Document text>
------------------------------------------------

Me as a consumer is a little different than me as someone who's trying to dissect a Facebook ad.

Claire (29:27):

It actually doesn't matter because you're doing it all from your same account. So my question to you is what kind of user does Facebook think you are?

Josiah (29:35):

Probably thinks that I am someone who's really interested in how to build funnels for agency owners or something like that.

Claire (29:44):

Okay. So that means you're clicking on ads. Are you mostly just signing up for free trainings or are you clicking on ads and buying trainings?

Josiah (29:52):

I'm mostly just analyzing like sales pages and stuff like that. I usually don't sign up unless I'm really curious about the backend of how they've got their funnels set up.

Claire (30:02):

Okay. Got it. So then you are probably not somebody that they see as someone who converts.

Josiah (30:09):

No, probably not.

Claire (30:09):

Here's the thing, I called this the ad objective triangle. And that means that inside every audience, and let's just say women in Philadelphia, which is me. Inside the women in Philadelphia audience, there's this kind of hierarchy. At the very top is the people like me, who click on Instagram ads at the middle of the night and buy things to help you fall back asleep. Ad to a cold audience, I'd never heard of that brand before clicked, bought, boom. I converted and I paid for it. Then there are the people who click on ads for free stuff and sign up with their email address. And so they convert, but it's a free conversion. Then there are people like you who click on stuff and analyze sales pages. So you're letting the page load, but you're not actually taking action beyond that. Finally, there are the people who really never leave Facebook. They might like, or comment or even share posts, but they're not trying to leave the platform. So these are all different segments of one audience. When you boost a post, Facebook by default shows your boosted posts to the people who are likely to never leave Facebook. And I know that when I'm spending money, I want people over on my site signing up for stuff, buying stuff at the very least reading a blog post that I took a long time to write and hopefully builds that know like and trust factor, right? I don't want to put money behind anything that keeps people on the Facebook platform. That's dumb in my mind, not a good use of my money. But that's the default setting for the boost post button. And it's one that is very difficult to actually change. It is not difficult, however, to go into the ads manager, choose the correct objective, and then just pull your existing post in and say, this is my ad. I don't want to do anything to it, but here's the post. And that's the objective. So show this post to people who are likely to click and sign up, click and buy, click and let the page load, but not just like my post. So when you boost a post, the numbers that Facebook shows you are like, you've had this many page post engagements for 3 cents each. You've had like 300 and each of them cost you 3 cents. So you feel really good about that. That's a vanity metric that doesn't matter. So we can't pay attention to those and we should not use the boost post button ever again.

------------------------------------------------

Data provided>
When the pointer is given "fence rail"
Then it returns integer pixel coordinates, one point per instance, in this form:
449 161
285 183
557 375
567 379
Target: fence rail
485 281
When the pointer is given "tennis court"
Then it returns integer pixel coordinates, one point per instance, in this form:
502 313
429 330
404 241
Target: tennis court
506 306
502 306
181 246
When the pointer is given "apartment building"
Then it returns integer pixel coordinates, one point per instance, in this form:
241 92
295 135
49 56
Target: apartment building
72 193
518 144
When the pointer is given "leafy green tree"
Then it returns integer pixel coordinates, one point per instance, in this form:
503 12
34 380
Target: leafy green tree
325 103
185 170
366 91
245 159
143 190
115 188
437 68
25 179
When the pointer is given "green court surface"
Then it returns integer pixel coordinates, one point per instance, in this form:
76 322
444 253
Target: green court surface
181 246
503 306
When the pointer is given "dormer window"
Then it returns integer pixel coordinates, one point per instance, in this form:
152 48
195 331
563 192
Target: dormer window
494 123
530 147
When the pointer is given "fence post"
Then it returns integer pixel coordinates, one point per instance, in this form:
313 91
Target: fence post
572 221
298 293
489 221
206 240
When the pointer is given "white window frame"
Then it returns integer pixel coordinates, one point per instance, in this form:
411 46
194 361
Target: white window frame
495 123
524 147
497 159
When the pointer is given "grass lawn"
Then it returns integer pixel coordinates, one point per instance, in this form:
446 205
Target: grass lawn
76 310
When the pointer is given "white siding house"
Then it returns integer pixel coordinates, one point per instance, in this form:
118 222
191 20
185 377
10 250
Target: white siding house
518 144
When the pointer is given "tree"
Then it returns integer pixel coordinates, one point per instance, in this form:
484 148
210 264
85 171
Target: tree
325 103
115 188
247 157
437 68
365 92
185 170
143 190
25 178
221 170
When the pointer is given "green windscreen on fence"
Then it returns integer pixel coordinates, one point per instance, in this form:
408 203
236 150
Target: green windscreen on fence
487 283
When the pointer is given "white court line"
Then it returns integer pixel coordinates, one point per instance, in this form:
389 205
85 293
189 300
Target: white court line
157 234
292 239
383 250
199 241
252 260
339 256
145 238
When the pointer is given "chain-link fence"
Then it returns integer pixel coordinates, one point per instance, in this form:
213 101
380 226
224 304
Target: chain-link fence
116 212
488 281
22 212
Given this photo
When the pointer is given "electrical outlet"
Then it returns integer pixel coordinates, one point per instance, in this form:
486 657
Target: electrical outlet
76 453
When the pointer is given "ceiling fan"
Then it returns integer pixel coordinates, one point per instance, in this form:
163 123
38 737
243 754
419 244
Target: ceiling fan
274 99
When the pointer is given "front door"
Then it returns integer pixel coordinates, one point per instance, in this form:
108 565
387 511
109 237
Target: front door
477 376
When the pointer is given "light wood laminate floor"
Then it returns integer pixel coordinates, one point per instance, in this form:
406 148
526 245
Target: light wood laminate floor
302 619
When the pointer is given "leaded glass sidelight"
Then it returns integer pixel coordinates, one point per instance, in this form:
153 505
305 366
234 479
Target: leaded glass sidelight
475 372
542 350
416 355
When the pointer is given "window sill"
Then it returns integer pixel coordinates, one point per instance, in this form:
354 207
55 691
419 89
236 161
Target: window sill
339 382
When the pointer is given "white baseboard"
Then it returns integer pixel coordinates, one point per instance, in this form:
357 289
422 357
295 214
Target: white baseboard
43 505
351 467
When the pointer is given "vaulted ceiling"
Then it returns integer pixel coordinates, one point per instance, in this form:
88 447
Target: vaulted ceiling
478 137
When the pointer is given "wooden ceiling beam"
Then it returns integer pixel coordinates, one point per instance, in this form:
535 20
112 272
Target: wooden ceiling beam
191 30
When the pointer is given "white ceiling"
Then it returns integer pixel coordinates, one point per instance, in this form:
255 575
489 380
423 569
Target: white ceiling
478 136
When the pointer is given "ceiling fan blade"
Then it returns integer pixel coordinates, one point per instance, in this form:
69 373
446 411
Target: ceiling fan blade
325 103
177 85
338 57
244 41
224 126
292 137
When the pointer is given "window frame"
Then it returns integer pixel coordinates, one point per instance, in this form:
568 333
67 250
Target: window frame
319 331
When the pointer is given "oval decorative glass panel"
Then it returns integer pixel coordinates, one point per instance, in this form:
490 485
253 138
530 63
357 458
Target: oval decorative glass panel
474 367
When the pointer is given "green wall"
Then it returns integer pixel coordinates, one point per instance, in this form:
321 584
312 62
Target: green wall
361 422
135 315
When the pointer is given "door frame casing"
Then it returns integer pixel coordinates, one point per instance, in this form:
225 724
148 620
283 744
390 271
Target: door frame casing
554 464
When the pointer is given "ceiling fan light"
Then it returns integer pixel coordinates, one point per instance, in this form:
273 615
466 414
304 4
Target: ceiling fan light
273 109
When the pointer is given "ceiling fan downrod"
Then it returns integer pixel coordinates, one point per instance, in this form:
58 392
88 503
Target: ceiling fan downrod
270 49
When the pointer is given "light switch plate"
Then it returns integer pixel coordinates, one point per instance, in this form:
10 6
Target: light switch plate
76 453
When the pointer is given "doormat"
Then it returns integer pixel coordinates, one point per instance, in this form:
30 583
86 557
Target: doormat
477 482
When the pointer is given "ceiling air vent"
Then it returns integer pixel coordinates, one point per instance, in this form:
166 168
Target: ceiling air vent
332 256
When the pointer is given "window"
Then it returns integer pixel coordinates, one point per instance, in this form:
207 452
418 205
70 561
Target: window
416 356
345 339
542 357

------------------------------------------------

Requirements>
1/ List the segments of one audience that Claire describes in her "ad objective triangle" in the conversation about Facebook ads, in order from the top of the hierarchy down.
2/ Pick up the conversation about Facebook ads after its final line and carry it on.

Task results>
1/
1. People who click on ads and buy, converting and paying for it.
2. People who click on ads for free stuff and sign up with their email address, a free conversion.
3. People who click on ads and analyze sales pages, letting the page load but taking no action beyond that.
4. People who really never leave Facebook, who might like, comment on or even share posts but aren't trying to leave the platform.

2/
Josiah (32:32):

Thank you so much for explaining all of that because I've talked to so many people like, I'm sure you have who use that. I'll talk to them about, Oh, you know, you need retargeting pixels on your website and things like that. If you're running ads and stuff, and they're like, Oh, well, yeah, I, you know, boost post all the time. And I've heard people say, you shouldn't do it. And I've always just kind of like instinctively stayed away from it 'cause anytime fit, the Facebook ads platform is trying to get me to do something. I just sort of instinctively guessed that it's not going to be beneficial to me as much as it is to them. They're trying to get me to spend money in a less efficient way. But thank you for breaking that down and explaining it the way that you did, because it really gives insight into why it's not a good idea, especially if you don't understand what's actually going on. And I think that that's what most people are in that boat, including myself. I didn't realize that that's how it was formulated. So that's great.

Claire (33:25):

So another really common mistake is setting up your conversion tracking incorrectly. So like, let's say you have set up an ad and you want people to sign up for a free PDF guide or something to podcasting or whatever. And you tell Facebook, I want conversions. Okay. This was like, all right, sure, no problem. But the problem is that if you set up your conversion tracking wrong and you tell Facebook, okay, the page that marks a conversion is my signup page. But you and I both know that somebody who lands on that page is not a signup. That's just somebody checking it out. So you need to make sure that when you set up your custom conversions, you're using the Thank You page. That's what I call the page that people see after they sign up for something it's like, Hey, thanks for signing up. Go check your email. That's the page that should tell Facebook somebody signed up, this is a conversion. But if you've got it wrong, then you're basically telling Facebook, I really just want people to check out my opt in page, but not really do anything there. So that's another super, super common mistake.

Josiah (34:29):

Oh yeah. And it can throw your numbers way off.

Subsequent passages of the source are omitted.